### OBJETIVO A
Na listagem, troque "Localizes" por "Marks" nas linhas que vão do início até a que contém "xmin=68 ymin=49 xmax=80 ymax=58", inclusive, mantendo todo o resto inalterado. Reproduza só essas linhas e deixe as imagens de fora.

### TRECHO DO TEXTO
• • • •

A respeito do assunto, transcreve-se posicionamento de Fábio Souza:

“Por ser um ato vinculado, não cabe à Administração analisar sua conveniência e sua oportunidade, sendo impossível a revogação da aposentadoria pela autarquia previdenciária. Mas, se um dos aspectos do fato gerador do direito aos proventos é a vontade do segurado, fica evidente que, embora vinculado para a Administração, o beneficiário poderá analisar a conveniência e a oportunidade relacionadas aos seus interesses individuais e, assim, manifestar ou não a vontade de se aposentar ou de continuar aposentado.

A irrevogabilidade, portanto, tem por principal escopo a proteção do segurado, que fica garantido contra alterações da análise do mérito do ato administrativo. Afinal, por conferir fundamental importância à proteção contra os riscos sociais, o legislador, antecipadamente, já indica com precisão o motivo e o objeto do ato de concessão. Todavia, se é o próprio segurado quem deseja deixar de exercer o direito à aposentadoria, abrindo mão dos proventos, é paradoxal que a norma, cujo objetivo é protegê-lo, o impeça de assumir postura que lhe pareça mais benéfica.

Desejando o segurado reconsiderar sua manifestação volitiva, para não mais continuar aposentado, inexistirá o elemento vontade e o fato gerador do direito aos proventos tornará a ficar incompleto, sendo vedado à Administração continuar a pagar as parcelas remuneratórias.”(7)

• • • •

### LISTAGEM FORNECIDA
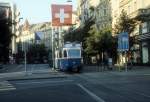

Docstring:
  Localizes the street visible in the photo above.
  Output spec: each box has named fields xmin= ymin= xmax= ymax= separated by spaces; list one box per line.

xmin=0 ymin=65 xmax=150 ymax=102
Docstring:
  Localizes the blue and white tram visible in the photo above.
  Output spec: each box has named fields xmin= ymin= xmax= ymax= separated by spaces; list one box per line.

xmin=55 ymin=43 xmax=82 ymax=72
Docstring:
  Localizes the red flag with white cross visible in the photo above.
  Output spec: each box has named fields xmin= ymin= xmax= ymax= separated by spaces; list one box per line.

xmin=51 ymin=4 xmax=72 ymax=26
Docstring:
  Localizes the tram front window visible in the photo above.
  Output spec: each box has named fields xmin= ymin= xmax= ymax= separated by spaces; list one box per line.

xmin=68 ymin=49 xmax=80 ymax=58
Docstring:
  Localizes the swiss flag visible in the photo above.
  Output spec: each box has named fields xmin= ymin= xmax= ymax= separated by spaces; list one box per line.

xmin=51 ymin=4 xmax=72 ymax=26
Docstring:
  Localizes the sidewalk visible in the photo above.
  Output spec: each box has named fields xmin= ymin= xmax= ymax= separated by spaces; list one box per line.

xmin=0 ymin=70 xmax=68 ymax=81
xmin=83 ymin=65 xmax=150 ymax=73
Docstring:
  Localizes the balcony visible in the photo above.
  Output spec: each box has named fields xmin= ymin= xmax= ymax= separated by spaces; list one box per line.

xmin=129 ymin=8 xmax=150 ymax=21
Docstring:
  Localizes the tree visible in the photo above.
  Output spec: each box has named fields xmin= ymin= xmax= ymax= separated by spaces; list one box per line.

xmin=27 ymin=44 xmax=48 ymax=63
xmin=114 ymin=10 xmax=136 ymax=34
xmin=114 ymin=10 xmax=137 ymax=48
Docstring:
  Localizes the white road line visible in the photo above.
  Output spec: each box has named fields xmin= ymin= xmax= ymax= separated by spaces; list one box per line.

xmin=16 ymin=80 xmax=73 ymax=85
xmin=77 ymin=84 xmax=105 ymax=102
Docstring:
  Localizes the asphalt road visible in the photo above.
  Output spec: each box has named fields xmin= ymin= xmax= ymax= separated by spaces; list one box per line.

xmin=0 ymin=72 xmax=150 ymax=102
xmin=0 ymin=64 xmax=50 ymax=73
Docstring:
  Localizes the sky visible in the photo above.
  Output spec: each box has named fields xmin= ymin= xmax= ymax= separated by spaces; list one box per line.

xmin=0 ymin=0 xmax=77 ymax=24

• • • •

### OBJETIVO B
Extraia, sem nenhuma alteração, a parte do texto sobre a aposentadoria que vai de "A irrevogabilidade, portanto, tem" até "pareça mais benéfica.", inclusive.

### RESPOSTA DESENVOLVIDA A
Docstring:
  Marks the street visible in the photo above.
  Output spec: each box has named fields xmin= ymin= xmax= ymax= separated by spaces; list one box per line.

xmin=0 ymin=65 xmax=150 ymax=102
Docstring:
  Marks the blue and white tram visible in the photo above.
  Output spec: each box has named fields xmin= ymin= xmax= ymax= separated by spaces; list one box per line.

xmin=55 ymin=43 xmax=82 ymax=72
Docstring:
  Marks the red flag with white cross visible in the photo above.
  Output spec: each box has named fields xmin= ymin= xmax= ymax= separated by spaces; list one box per line.

xmin=51 ymin=4 xmax=72 ymax=26
Docstring:
  Marks the tram front window visible in the photo above.
  Output spec: each box has named fields xmin= ymin= xmax= ymax= separated by spaces; list one box per line.

xmin=68 ymin=49 xmax=80 ymax=58

### RESPOSTA DESENVOLVIDA B
A irrevogabilidade, portanto, tem por principal escopo a proteção do segurado, que fica garantido contra alterações da análise do mérito do ato administrativo. Afinal, por conferir fundamental importância à proteção contra os riscos sociais, o legislador, antecipadamente, já indica com precisão o motivo e o objeto do ato de concessão. Todavia, se é o próprio segurado quem deseja deixar de exercer o direito à aposentadoria, abrindo mão dos proventos, é paradoxal que a norma, cujo objetivo é protegê-lo, o impeça de assumir postura que lhe pareça mais benéfica.